** SHORT TASK **
Copy out the lines without any changes, beginning at the line that has "point: white plastic cup" and stopping after the line that has "(1036, 429)".
## START
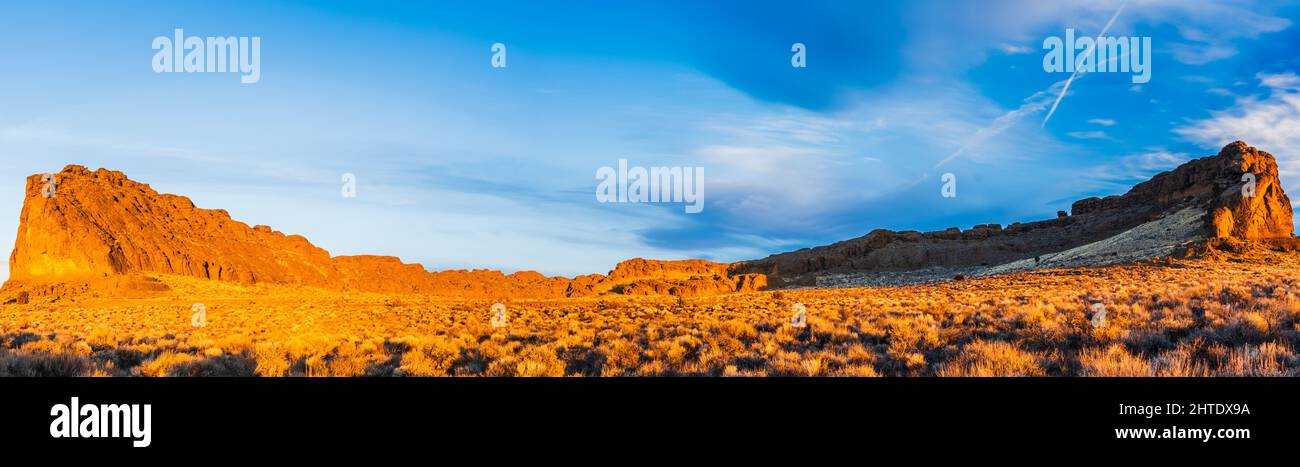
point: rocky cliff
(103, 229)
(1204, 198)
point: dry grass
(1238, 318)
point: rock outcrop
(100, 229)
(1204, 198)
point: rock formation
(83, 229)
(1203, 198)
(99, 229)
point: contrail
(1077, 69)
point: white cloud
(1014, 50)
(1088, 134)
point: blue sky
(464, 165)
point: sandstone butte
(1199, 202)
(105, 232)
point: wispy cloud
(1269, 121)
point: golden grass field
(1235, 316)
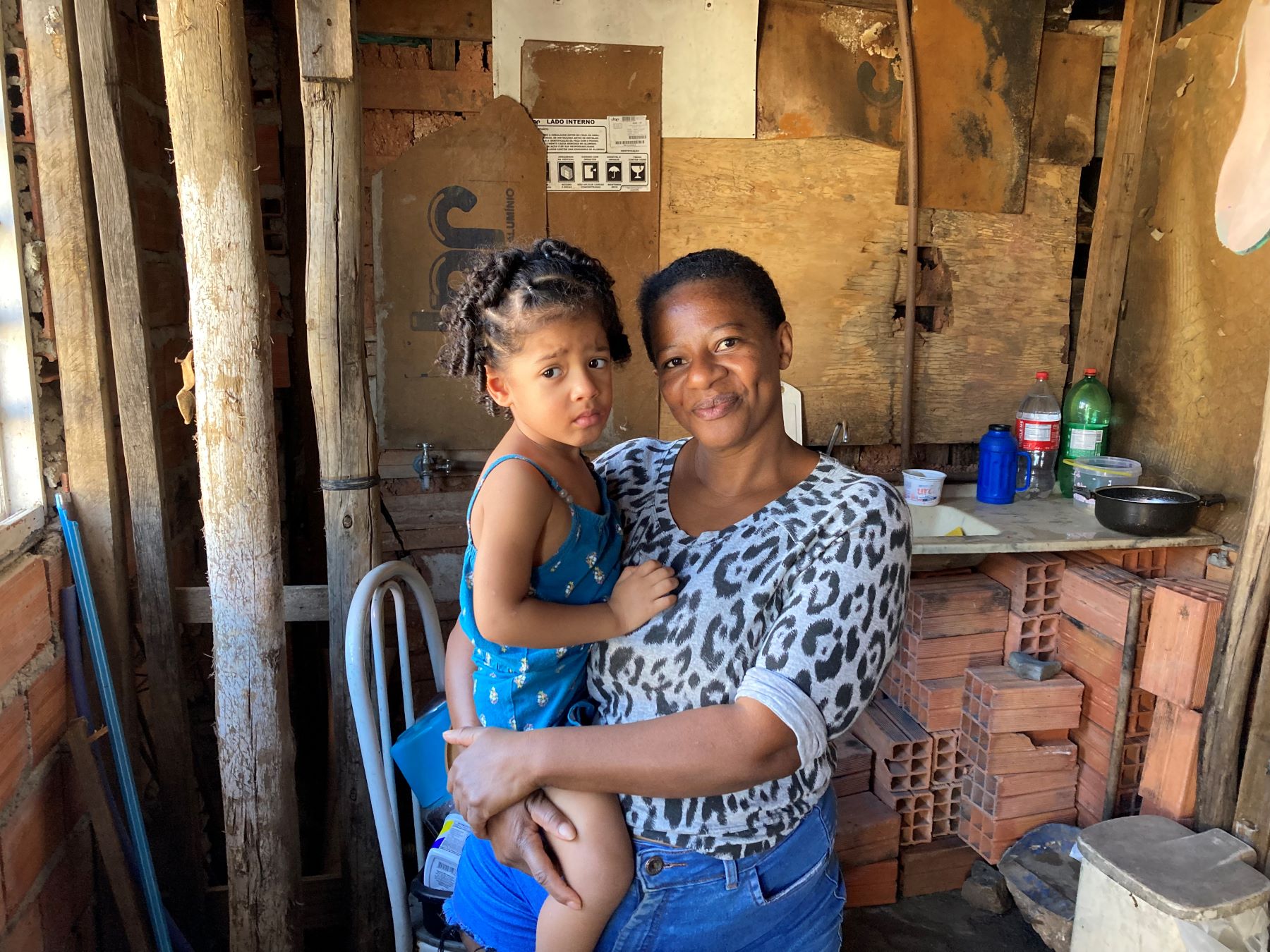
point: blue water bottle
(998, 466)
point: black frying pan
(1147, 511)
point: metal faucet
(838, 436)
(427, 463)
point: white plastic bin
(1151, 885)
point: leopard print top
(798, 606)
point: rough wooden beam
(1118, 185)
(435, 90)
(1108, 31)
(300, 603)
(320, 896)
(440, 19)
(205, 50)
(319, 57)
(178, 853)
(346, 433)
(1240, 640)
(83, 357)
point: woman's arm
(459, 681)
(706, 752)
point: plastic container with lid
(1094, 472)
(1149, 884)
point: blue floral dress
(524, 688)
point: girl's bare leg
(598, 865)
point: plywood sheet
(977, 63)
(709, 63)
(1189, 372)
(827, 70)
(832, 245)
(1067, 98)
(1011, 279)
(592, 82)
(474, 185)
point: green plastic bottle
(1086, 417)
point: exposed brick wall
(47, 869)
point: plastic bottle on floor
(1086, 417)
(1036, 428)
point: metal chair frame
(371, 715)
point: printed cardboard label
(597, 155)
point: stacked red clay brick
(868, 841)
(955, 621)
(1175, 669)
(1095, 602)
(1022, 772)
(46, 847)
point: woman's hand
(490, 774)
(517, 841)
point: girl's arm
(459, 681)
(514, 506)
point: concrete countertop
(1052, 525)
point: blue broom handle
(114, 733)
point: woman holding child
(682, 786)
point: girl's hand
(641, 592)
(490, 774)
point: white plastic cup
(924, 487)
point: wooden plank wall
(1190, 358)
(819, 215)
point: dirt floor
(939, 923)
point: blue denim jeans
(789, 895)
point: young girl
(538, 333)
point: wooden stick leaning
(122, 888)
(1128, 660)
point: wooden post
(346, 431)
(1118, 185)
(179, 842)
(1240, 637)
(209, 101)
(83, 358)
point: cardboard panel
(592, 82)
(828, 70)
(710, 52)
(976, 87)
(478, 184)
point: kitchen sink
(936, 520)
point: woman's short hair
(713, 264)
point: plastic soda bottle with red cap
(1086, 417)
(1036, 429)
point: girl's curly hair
## END
## START
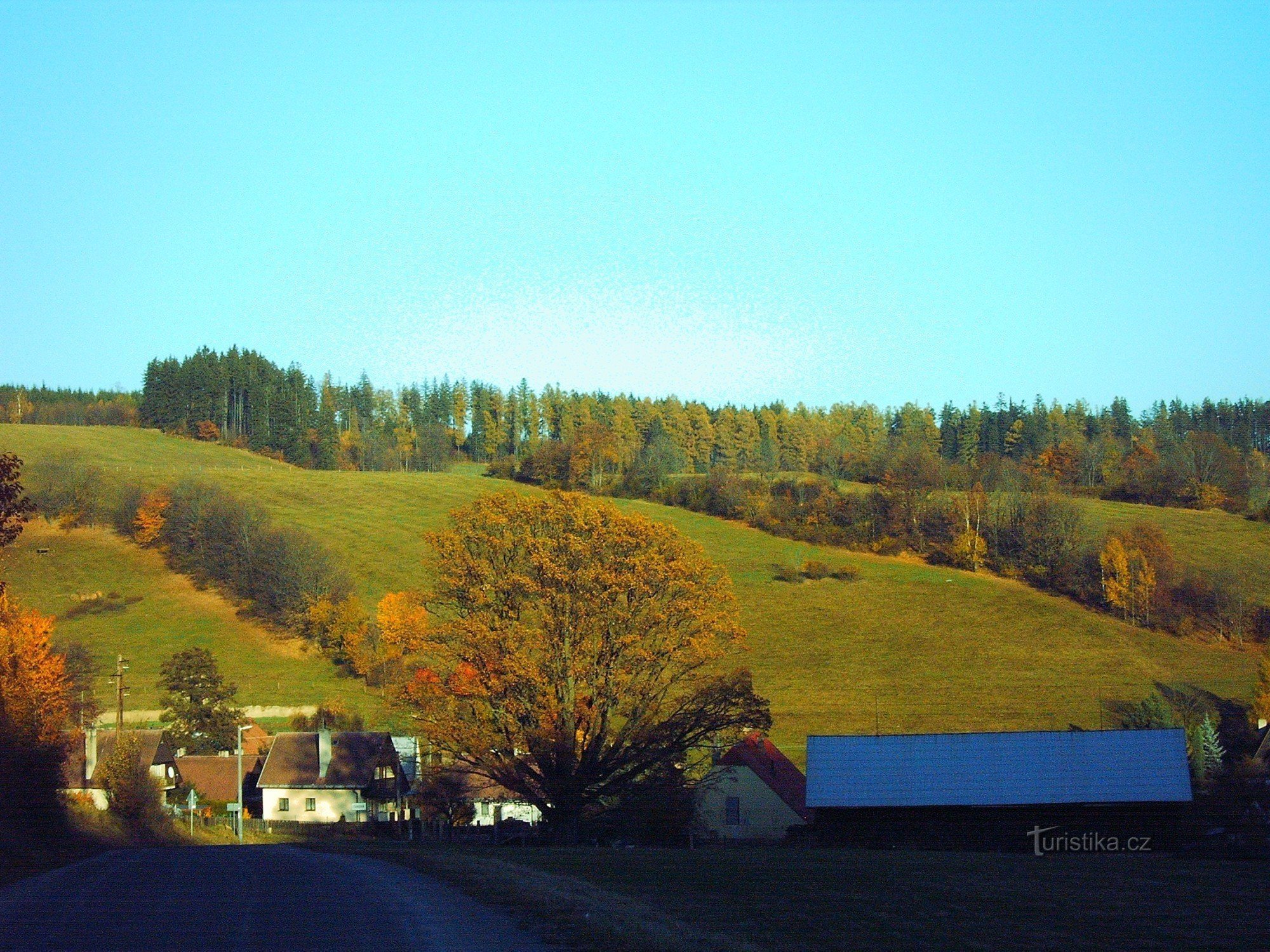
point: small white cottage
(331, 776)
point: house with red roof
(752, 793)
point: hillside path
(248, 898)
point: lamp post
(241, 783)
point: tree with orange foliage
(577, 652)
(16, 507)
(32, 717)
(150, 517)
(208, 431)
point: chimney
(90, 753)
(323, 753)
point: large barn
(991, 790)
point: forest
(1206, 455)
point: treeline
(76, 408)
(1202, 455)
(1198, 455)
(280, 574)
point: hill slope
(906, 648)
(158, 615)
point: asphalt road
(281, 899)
## END
** FINAL ANSWER **
point: white plastic cup
(924, 487)
point: wooden plank wall
(1190, 358)
(819, 215)
point: dirt floor
(939, 923)
point: blue denim jeans
(789, 895)
point: young girl
(538, 333)
point: wooden stick leaning
(122, 888)
(1128, 660)
point: wooden post
(346, 431)
(1118, 185)
(179, 842)
(1240, 637)
(209, 101)
(83, 358)
point: cardboard panel
(592, 82)
(828, 70)
(710, 52)
(976, 87)
(478, 184)
point: kitchen sink
(936, 520)
point: woman's short hair
(713, 264)
point: plastic soda bottle with red cap
(1086, 417)
(1036, 429)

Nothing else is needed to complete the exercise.